▸ **TASK GOAL**
Report each line of the listing that carries the word "potato".

▸ **EXTRACTED INFORMATION**
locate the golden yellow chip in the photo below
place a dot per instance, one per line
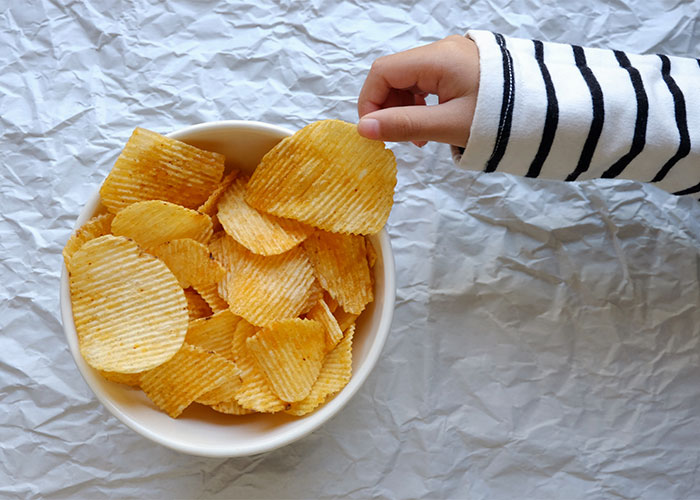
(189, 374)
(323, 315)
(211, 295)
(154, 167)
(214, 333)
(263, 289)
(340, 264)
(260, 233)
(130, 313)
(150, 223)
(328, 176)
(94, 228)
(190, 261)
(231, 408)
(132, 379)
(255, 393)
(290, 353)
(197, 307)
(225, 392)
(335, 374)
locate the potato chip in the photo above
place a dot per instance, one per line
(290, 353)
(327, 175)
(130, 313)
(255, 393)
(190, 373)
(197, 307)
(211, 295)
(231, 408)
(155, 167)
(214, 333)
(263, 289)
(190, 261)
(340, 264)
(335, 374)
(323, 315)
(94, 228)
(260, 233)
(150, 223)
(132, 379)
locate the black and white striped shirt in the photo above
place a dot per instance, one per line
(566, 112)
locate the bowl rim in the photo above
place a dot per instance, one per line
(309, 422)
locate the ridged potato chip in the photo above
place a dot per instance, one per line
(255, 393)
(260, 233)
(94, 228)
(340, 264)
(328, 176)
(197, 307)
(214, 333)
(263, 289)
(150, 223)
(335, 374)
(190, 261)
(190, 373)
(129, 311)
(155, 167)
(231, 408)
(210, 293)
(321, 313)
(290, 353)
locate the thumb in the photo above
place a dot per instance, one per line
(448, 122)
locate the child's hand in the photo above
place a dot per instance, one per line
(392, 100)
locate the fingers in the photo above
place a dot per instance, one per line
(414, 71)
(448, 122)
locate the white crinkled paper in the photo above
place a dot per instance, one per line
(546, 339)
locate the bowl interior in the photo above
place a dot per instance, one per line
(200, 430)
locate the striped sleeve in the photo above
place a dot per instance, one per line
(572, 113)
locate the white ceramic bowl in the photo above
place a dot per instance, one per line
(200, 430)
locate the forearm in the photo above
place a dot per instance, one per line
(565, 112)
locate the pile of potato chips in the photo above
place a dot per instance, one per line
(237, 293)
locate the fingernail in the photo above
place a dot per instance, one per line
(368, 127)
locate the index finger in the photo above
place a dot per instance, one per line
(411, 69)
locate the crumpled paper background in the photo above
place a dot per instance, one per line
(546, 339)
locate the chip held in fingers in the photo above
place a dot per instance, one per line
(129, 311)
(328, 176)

--

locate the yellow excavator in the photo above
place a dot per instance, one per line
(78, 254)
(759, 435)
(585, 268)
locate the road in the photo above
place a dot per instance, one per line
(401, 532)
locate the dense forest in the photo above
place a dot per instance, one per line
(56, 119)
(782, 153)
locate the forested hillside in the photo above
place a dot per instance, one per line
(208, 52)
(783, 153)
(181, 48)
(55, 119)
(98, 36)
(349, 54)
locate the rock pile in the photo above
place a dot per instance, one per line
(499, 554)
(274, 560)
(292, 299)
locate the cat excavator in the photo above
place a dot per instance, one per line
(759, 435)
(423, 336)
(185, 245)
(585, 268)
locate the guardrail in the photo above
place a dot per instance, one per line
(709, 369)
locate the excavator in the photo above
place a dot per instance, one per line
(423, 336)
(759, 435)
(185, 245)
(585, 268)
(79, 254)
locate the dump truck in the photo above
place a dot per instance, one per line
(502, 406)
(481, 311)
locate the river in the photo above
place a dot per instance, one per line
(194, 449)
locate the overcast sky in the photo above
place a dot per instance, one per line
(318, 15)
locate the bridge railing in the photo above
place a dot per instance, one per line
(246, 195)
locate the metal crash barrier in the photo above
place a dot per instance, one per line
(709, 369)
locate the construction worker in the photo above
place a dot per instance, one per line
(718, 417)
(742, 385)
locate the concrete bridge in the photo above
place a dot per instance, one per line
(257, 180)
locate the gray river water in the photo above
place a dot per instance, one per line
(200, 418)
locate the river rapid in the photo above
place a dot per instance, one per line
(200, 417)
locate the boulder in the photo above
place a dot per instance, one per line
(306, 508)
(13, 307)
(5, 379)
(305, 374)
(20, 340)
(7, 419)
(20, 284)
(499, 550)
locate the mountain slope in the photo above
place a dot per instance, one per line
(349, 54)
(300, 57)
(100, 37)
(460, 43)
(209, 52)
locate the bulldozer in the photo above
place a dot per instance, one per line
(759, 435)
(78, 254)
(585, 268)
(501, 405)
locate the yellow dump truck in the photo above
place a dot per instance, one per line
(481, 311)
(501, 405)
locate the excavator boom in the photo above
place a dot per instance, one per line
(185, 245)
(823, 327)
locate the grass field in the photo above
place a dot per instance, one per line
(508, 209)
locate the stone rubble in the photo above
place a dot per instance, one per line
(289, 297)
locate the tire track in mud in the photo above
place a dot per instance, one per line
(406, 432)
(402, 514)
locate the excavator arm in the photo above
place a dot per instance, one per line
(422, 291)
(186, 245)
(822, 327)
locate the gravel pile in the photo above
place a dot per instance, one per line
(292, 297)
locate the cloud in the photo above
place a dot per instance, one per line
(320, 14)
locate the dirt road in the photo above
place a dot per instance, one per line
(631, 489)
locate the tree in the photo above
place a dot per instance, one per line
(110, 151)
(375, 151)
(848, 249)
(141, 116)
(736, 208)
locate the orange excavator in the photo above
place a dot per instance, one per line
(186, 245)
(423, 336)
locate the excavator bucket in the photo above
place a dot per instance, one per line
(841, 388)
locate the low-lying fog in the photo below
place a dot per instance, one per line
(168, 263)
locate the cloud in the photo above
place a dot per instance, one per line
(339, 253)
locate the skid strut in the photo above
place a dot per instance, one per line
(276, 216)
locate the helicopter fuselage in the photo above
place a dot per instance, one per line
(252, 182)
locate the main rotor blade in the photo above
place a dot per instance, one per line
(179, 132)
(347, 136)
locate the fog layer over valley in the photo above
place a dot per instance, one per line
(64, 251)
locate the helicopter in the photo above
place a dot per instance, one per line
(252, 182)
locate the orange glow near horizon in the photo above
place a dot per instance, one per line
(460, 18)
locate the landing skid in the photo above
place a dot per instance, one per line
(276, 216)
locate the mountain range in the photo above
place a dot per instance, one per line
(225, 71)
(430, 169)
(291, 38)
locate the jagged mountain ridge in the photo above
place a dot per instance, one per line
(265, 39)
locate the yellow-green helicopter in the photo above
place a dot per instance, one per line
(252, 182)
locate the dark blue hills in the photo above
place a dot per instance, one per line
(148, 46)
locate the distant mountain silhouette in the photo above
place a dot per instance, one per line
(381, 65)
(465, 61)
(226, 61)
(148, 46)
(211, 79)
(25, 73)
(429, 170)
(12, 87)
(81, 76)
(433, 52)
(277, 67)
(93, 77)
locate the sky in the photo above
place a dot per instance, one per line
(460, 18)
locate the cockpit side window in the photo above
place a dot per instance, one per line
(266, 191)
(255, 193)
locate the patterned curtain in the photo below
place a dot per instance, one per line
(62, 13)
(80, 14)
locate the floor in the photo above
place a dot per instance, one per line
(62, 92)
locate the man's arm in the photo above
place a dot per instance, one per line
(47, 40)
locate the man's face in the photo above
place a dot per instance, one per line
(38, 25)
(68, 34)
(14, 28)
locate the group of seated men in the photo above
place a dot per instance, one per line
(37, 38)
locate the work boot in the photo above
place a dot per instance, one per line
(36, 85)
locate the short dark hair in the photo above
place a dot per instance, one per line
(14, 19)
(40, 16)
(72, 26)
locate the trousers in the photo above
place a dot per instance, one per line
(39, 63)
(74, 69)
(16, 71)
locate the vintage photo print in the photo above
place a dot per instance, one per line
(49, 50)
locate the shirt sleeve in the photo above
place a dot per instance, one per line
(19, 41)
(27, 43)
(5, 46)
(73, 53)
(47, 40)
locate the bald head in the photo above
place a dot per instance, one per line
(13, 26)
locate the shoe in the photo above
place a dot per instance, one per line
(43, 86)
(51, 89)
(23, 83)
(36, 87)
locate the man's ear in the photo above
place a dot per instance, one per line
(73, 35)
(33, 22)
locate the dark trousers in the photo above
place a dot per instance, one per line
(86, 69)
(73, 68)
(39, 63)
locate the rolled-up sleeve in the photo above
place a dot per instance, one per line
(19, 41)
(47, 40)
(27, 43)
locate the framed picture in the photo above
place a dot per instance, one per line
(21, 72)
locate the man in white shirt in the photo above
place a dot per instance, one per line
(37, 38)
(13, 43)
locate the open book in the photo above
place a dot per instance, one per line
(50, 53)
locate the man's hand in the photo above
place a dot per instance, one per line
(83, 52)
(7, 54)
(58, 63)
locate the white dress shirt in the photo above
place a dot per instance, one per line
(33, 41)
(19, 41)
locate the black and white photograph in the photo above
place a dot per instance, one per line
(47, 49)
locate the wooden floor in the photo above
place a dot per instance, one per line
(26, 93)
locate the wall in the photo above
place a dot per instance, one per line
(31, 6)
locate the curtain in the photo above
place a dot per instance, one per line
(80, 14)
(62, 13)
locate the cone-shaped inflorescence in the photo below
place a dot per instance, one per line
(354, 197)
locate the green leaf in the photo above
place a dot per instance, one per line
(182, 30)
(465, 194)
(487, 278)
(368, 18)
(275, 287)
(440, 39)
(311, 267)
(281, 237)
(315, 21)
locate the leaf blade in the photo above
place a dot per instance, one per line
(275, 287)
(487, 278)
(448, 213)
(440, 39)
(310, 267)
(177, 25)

▸ **RESPONSE BOX**
locate the potato chip in the photo above
locate the ridged potato chip in the photo above
locate the pile of potato chips in the photo above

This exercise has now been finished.